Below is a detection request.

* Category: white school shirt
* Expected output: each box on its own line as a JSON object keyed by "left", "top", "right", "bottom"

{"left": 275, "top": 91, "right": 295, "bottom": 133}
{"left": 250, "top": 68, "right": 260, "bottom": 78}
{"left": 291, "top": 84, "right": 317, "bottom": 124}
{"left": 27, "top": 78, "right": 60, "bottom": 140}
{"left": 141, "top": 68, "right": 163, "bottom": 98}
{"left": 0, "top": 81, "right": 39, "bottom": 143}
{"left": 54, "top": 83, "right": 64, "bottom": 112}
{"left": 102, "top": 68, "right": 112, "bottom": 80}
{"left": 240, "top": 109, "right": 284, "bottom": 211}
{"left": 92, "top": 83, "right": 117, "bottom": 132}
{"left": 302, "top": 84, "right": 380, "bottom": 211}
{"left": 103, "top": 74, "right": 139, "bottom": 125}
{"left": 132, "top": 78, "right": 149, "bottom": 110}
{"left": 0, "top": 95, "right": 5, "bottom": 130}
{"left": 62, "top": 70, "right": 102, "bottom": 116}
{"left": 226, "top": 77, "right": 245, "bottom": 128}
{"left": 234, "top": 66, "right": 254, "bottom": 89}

============

### Aim of the exercise:
Retype all of the entries exactly, please.

### Response to this exercise:
Below is a detection request.

* Category: white school shirt
* Expected output: each box on its own line as a JSON object keyed by "left", "top", "right", "bottom"

{"left": 275, "top": 91, "right": 295, "bottom": 133}
{"left": 250, "top": 68, "right": 260, "bottom": 78}
{"left": 291, "top": 84, "right": 317, "bottom": 124}
{"left": 27, "top": 78, "right": 60, "bottom": 140}
{"left": 141, "top": 68, "right": 163, "bottom": 98}
{"left": 0, "top": 81, "right": 39, "bottom": 143}
{"left": 54, "top": 83, "right": 64, "bottom": 112}
{"left": 102, "top": 68, "right": 112, "bottom": 80}
{"left": 240, "top": 109, "right": 284, "bottom": 211}
{"left": 92, "top": 83, "right": 117, "bottom": 132}
{"left": 302, "top": 84, "right": 380, "bottom": 211}
{"left": 103, "top": 74, "right": 139, "bottom": 125}
{"left": 132, "top": 78, "right": 149, "bottom": 110}
{"left": 0, "top": 95, "right": 5, "bottom": 130}
{"left": 62, "top": 70, "right": 102, "bottom": 116}
{"left": 226, "top": 77, "right": 245, "bottom": 128}
{"left": 234, "top": 66, "right": 254, "bottom": 89}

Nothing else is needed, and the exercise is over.